** Start of Data for the task **
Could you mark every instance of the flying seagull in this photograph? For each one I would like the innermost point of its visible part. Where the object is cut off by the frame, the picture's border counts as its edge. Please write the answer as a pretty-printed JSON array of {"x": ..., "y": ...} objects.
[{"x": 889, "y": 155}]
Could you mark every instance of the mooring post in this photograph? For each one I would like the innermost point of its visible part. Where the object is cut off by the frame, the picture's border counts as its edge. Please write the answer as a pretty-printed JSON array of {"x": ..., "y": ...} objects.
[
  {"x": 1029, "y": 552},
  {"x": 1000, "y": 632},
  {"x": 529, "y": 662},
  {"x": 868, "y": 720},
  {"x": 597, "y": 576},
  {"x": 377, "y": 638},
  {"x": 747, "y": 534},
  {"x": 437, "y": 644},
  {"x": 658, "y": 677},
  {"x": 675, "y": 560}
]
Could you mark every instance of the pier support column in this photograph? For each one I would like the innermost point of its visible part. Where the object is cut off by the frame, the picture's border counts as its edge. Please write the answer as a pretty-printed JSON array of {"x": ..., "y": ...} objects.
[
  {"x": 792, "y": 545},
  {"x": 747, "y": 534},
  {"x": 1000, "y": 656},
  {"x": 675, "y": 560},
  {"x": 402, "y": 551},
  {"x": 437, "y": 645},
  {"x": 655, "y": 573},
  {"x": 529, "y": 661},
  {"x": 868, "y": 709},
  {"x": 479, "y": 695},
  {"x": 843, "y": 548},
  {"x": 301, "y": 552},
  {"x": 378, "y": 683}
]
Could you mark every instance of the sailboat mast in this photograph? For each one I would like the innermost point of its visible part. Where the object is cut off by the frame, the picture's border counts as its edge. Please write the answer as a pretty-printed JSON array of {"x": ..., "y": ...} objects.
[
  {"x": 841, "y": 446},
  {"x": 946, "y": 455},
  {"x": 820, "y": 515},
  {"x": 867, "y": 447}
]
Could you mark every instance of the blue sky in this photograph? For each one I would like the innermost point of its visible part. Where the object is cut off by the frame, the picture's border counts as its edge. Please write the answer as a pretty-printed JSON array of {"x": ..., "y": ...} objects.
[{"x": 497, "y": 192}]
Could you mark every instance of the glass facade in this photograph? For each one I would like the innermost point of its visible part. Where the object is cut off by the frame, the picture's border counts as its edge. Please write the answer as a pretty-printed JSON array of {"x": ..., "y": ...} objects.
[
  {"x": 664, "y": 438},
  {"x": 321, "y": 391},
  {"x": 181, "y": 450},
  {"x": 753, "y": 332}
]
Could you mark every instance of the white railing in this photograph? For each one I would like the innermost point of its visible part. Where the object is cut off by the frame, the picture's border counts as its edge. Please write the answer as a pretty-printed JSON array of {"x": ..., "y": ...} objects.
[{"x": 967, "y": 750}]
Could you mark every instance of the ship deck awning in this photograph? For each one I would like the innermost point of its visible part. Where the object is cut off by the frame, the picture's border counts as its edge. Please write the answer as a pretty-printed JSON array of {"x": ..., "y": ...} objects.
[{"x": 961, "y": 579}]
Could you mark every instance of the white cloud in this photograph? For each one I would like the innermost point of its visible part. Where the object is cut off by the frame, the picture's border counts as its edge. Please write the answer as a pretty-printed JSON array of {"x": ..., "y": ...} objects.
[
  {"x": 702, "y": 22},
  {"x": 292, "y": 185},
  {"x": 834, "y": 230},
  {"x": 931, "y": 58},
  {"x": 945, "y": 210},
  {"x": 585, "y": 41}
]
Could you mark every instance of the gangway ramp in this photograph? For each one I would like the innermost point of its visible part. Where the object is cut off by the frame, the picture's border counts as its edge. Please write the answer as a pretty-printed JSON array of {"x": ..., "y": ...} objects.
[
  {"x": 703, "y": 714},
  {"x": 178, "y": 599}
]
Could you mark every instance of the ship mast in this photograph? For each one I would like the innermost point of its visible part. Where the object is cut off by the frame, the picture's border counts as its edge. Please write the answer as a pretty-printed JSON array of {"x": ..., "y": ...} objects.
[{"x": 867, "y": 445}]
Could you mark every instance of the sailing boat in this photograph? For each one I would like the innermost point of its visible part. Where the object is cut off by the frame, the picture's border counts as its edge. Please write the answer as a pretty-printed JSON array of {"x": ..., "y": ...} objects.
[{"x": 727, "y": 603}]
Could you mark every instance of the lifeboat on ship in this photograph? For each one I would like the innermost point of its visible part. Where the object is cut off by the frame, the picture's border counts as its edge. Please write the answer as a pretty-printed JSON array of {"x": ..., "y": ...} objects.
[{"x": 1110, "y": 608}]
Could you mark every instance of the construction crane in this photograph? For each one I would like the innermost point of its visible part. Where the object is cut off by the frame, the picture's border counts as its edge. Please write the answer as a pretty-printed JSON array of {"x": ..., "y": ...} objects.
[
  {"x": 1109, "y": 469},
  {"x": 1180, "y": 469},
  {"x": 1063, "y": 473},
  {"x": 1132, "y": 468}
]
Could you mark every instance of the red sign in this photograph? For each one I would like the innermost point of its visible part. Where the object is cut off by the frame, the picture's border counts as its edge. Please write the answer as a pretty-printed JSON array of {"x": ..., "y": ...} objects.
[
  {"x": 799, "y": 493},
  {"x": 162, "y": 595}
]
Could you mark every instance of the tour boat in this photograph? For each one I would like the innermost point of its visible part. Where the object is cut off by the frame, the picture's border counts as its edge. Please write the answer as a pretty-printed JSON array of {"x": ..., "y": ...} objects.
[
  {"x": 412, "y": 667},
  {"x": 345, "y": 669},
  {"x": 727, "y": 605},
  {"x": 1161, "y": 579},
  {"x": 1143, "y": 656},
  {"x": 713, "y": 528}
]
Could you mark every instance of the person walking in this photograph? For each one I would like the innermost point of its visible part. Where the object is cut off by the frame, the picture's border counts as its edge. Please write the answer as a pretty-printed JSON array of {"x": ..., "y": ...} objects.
** End of Data for the task **
Problem details :: Restate every line of the data word for word.

Solution ::
Could you mark every instance of the flying seagull in this photograph? For each one I would like the innermost point of its visible part. Where the object is cut off by the frame, the picture's border counts as its edge. Please write the answer as a pretty-printed JSON array of {"x": ..., "y": ...} objects.
[{"x": 889, "y": 155}]
Could you mark every instance of the mooring post in this photograph? For each one I would like the innermost point of its visible part. Where the object is cut off by the frame, the picture's border counts as its edge. Please write the answer as a pretty-printed JSON array of {"x": ..., "y": ...} objects.
[
  {"x": 1029, "y": 552},
  {"x": 1000, "y": 632},
  {"x": 529, "y": 662},
  {"x": 868, "y": 720},
  {"x": 597, "y": 576},
  {"x": 377, "y": 638},
  {"x": 747, "y": 534},
  {"x": 437, "y": 644},
  {"x": 658, "y": 677},
  {"x": 675, "y": 560}
]
Could you mark every instance of the pier support column in this photograph? For each one I would like the innermost point of its visible part. Where the object is cut off by the frame, the picture's border counts as its edge. Please write the answer as a pretty-printed JSON array of {"x": ..., "y": ...} objects.
[
  {"x": 792, "y": 545},
  {"x": 747, "y": 534},
  {"x": 1000, "y": 656},
  {"x": 675, "y": 560},
  {"x": 402, "y": 551},
  {"x": 437, "y": 645},
  {"x": 655, "y": 573},
  {"x": 529, "y": 661},
  {"x": 868, "y": 709},
  {"x": 479, "y": 695},
  {"x": 843, "y": 548},
  {"x": 301, "y": 552},
  {"x": 378, "y": 683}
]
Could you mark every instance of the sailboat mast in this photograph? For each one I would like the innermost point of its visible part. Where the object is cut off by the frame, the picture's border counts as its edge. Please write the answer as a pretty-printed JSON array of {"x": ..., "y": ...} objects.
[
  {"x": 841, "y": 446},
  {"x": 946, "y": 455},
  {"x": 820, "y": 515},
  {"x": 867, "y": 447}
]
Could you mark every instance of the blue sky in this photograph? For each one I would like the innermost point of its visible part. Where the object is cut off by the frame, the picture's border counts as its edge. Please write the answer as a pretty-printed JSON array of {"x": ..., "y": ...} objects.
[{"x": 497, "y": 192}]
Could you mark every instance of the glass facade in this photograph? For each one I would like the innermost point of its visible part. Where the object is cut off by the frame, the picture's border counts as its edge. Please write the answer as a pretty-printed JSON array of {"x": ..., "y": ...} objects.
[
  {"x": 664, "y": 438},
  {"x": 321, "y": 391},
  {"x": 181, "y": 450},
  {"x": 753, "y": 332}
]
Could you mark every instance of the white railing in this photograph? For each one I would like the innermost point of its visible part. Where the object is cut off by the frame, the picture's border counts as its edge. Please write the answer as a pretty-printed JSON array of {"x": ..., "y": ...} objects.
[{"x": 967, "y": 750}]
Could you mark every instance of the ship deck awning in this photograph? For each one I would like the innermost point of its visible part. Where the object is cut off by the frame, the picture's border counts as its edge. Please write the answer as a pretty-printed JSON array of {"x": ..., "y": ...} objects.
[{"x": 961, "y": 579}]
Could you mark every instance of the white cloud in this photograph? For each one I would like the innermost point of its visible part. Where the object is cut off by the frame, the picture's border counts as its edge. Please write the answer as a pretty-printed JSON array of {"x": ..., "y": ...} objects.
[
  {"x": 702, "y": 22},
  {"x": 292, "y": 185},
  {"x": 834, "y": 230},
  {"x": 931, "y": 58},
  {"x": 945, "y": 210},
  {"x": 585, "y": 41}
]
Could you mark every instance of the gangway ramp in this photograph? For each one I would like the innermost point of its visible part. Where the object is cut off by the frame, the picture's border counts as its edge. Please write the answer as a pretty-printed JSON array of {"x": ..., "y": ...} objects.
[
  {"x": 703, "y": 714},
  {"x": 178, "y": 599}
]
Could you mark every instance of the ship mast in this photograph? For each one I would like the innermost point of its visible part. Where the object is cut off by the frame, the picture's border counts as its edge. Please write the answer as a pretty-printed JSON array of {"x": ..., "y": ...} objects.
[{"x": 867, "y": 445}]
Could you mark every instance of the sailing boat in this photograph? For each one I would like the innermost point of its visible part. Where the object is cut off by the frame, the picture's border counts as its edge. Please write the answer as a pretty-printed JSON array of {"x": ..., "y": ...} objects.
[{"x": 727, "y": 603}]
Could you mark every instance of the lifeboat on ship in this photograph? For each one I would like the innermost point of its visible part. Where the object is cut off by the frame, the picture's border counts as its edge. Please write the answer as a pretty-printed JSON array of {"x": ..., "y": ...} objects.
[{"x": 1110, "y": 608}]
Could you mark every instance of the construction crane in this photograph? For each one I would like the innermost point of its visible part. Where the object is cut off by the frame, the picture's border counts as its edge. Please write the answer as a pretty-printed JSON array of {"x": ..., "y": ...} objects.
[
  {"x": 1109, "y": 469},
  {"x": 1180, "y": 469},
  {"x": 1063, "y": 473},
  {"x": 1132, "y": 468}
]
Could you mark every instance of the red sign in this photograph? For each one I would like the innermost point of its visible part. Where the object is cut off by the frame, the picture's border counts as its edge. Please write the answer as a pretty-printed JSON array of {"x": ..., "y": ...} objects.
[
  {"x": 799, "y": 493},
  {"x": 162, "y": 595}
]
Could you mark every instance of the tour boat in this photograph? For each one I would like the innermost point of its visible part. Where the object is cut off by the frame, the picture's border counts as its edge. Please write the answer as a pretty-printed JSON array of {"x": ..., "y": ...} objects.
[
  {"x": 412, "y": 667},
  {"x": 345, "y": 669},
  {"x": 727, "y": 605},
  {"x": 1161, "y": 579},
  {"x": 1143, "y": 656},
  {"x": 713, "y": 528}
]
Could you mark every instance of the person walking in this photograph? For each one I would like the innermost point of its visible part. Where the object is cut off by the frame, the picture's border counts as its edge. Please write the answer as a pretty-printed JSON array of {"x": ..., "y": ...} objects.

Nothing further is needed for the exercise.